◆ Exercise task ◆
Below are records; reproduce exactly the lines from the one containing "One pin marks each instance of the sky." through the end, both included, and only those.
-- BEGIN Supplied material --
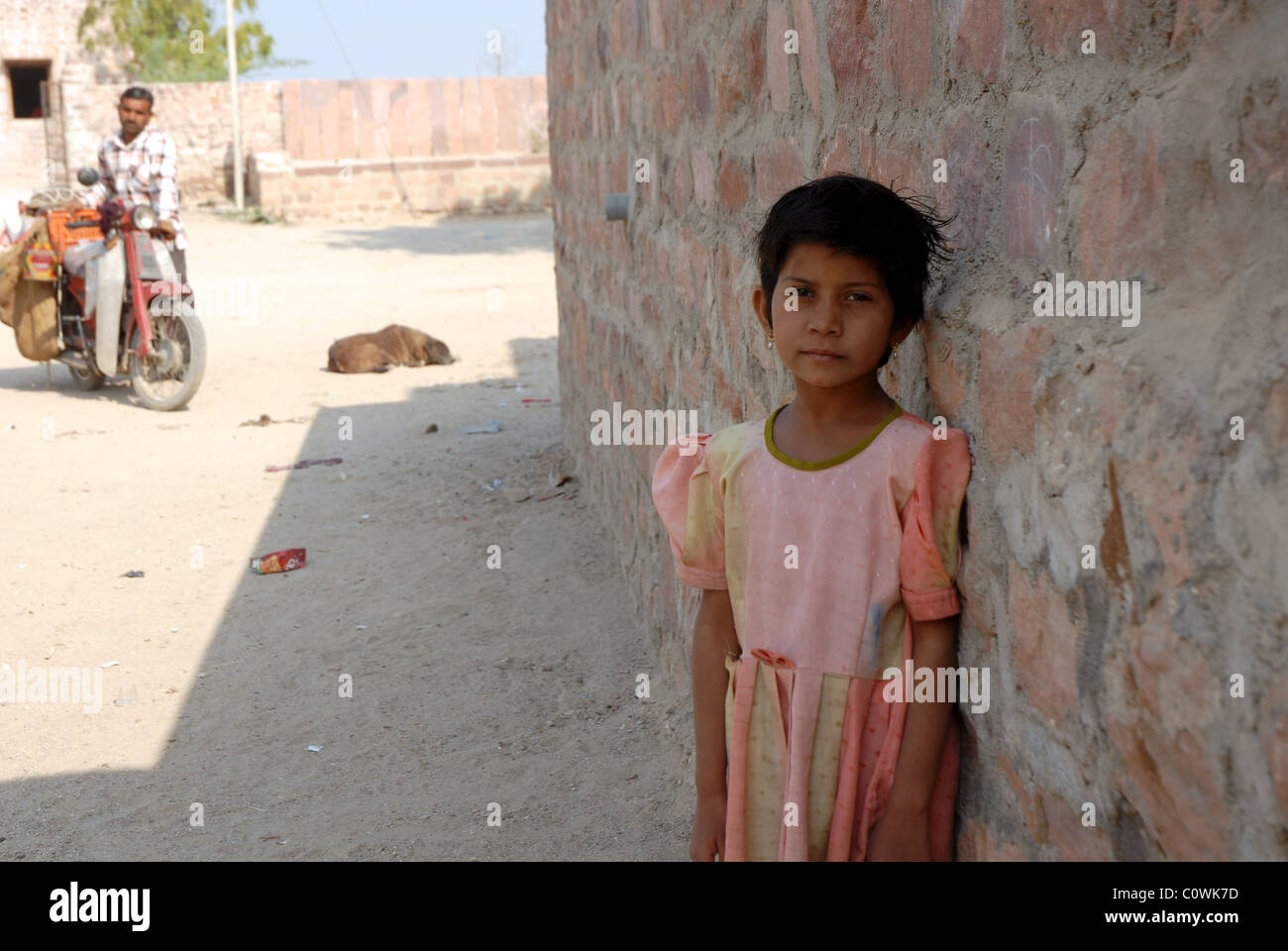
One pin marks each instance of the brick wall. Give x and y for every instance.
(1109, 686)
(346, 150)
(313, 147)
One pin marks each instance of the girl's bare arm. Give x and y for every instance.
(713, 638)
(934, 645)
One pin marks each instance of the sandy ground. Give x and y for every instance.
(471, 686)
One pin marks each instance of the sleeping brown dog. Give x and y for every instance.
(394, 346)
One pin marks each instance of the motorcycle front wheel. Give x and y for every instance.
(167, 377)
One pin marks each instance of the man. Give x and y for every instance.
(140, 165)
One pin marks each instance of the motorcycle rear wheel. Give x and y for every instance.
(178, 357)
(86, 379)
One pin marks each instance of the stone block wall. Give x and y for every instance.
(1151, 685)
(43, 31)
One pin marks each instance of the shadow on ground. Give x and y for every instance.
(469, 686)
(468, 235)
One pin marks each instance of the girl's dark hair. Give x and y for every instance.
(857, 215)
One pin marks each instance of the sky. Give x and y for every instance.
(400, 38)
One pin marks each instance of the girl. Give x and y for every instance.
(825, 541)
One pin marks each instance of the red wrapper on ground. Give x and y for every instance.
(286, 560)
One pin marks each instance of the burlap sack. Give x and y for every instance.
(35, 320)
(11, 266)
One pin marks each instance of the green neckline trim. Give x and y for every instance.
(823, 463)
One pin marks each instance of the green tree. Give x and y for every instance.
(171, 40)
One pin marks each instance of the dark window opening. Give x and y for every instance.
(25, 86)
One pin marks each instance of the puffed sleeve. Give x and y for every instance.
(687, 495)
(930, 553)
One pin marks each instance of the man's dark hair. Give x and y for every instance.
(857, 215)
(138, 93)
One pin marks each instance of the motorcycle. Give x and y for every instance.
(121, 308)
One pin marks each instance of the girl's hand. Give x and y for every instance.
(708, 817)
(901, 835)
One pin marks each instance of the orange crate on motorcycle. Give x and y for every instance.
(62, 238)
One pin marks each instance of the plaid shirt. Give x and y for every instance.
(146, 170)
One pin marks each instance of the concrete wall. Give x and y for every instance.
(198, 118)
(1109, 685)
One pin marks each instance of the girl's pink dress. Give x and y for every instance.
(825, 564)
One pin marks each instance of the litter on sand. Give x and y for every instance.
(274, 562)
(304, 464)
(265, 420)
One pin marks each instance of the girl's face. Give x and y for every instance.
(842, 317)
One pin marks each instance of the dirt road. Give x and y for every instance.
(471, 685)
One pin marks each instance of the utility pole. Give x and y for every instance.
-- END Supplied material --
◆ Output of the exercise ◆
One pin marks each instance of the sky. Give x and y for every instance.
(400, 38)
One pin marks each instance of the girl. Give x and y for every instance.
(825, 541)
One pin marks each instance of the red wrapper on ground. Give x and y for every instance.
(286, 560)
One pin marks each instance of the burlap sack. Give x and y for every instance.
(35, 320)
(11, 266)
One pin marks each instance of the green neckline trim. Give x and y for every instance.
(823, 463)
One pin marks each instance of the green tree. Give x and y for every instance.
(171, 40)
One pin marks each instance of the dark window opening. Give x and y for every instance.
(25, 86)
One pin marks each instance of the puffed sleeve. Give x and y for every instance.
(687, 495)
(930, 553)
One pin marks each instance of the man's dark hair. Give x and y for every instance.
(857, 215)
(138, 93)
One pin marks each instance of the motorcycle. Give x and y for every instance.
(121, 308)
One pin marks each instance of the girl's hand. Give x and y for every instance.
(708, 817)
(901, 835)
One pin marks each instance of the orange crate on motorcycle. Give x and y for every instance.
(62, 238)
One pin marks each instance of the plaid shirt. Give x and y for every instance.
(146, 170)
One pin marks each instance of the concrete wall. Give x and y for every instance.
(198, 118)
(1109, 685)
One pin marks each instance of the girl's pink dress. Give x and y for every instance.
(825, 564)
One pin marks each instance of the litter on sand. Give x and y for every instance.
(274, 562)
(304, 464)
(265, 420)
One pin marks each instance of the girl's face. Give x and y for every instance.
(842, 317)
One pin marks each instance of the dirt road. Give x and y for every instance.
(471, 685)
One pin marks each instance of the utility pole. Give x and y for every instance.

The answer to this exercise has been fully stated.